(WHAT TO DO): Please recast the records as a numbered list, starting with the line that contains "Could you point to the waterfall" and going on through the line that contains "column 239, row 115". Include both of those lines, list only that span, and leave out any blank lines.

(RECORDS FOR THE EXERCISE):
* * * *

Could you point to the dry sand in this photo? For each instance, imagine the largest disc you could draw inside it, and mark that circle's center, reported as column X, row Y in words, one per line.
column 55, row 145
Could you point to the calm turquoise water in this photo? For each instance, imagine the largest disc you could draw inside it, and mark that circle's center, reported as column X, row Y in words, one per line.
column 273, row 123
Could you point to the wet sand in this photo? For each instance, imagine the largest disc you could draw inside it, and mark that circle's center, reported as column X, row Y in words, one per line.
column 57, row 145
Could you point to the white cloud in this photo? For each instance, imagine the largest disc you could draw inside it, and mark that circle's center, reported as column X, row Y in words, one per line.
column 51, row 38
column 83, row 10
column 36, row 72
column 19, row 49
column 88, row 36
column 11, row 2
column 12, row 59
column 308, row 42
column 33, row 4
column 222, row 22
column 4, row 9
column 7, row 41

* * * *

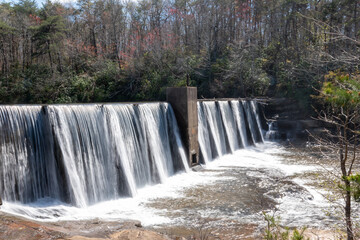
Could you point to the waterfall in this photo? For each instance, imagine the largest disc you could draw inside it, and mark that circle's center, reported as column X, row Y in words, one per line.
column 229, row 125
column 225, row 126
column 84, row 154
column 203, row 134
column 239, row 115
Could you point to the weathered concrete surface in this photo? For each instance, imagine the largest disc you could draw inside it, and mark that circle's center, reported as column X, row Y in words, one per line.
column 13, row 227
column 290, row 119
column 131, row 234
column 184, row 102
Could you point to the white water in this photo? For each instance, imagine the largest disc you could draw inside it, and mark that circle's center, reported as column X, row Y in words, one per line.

* * * *

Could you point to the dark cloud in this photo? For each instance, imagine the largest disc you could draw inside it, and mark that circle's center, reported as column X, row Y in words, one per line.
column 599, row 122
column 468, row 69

* * * *

(SOLUTION TO THIS EXERCISE):
1. Could you point to the waterfall in this photo? For each instance, imagine the largest disc you could draw inside it, and mark that circle's center, reported as column X, row Y in words, one per line.
2. column 229, row 125
3. column 225, row 126
4. column 84, row 154
5. column 203, row 134
6. column 239, row 115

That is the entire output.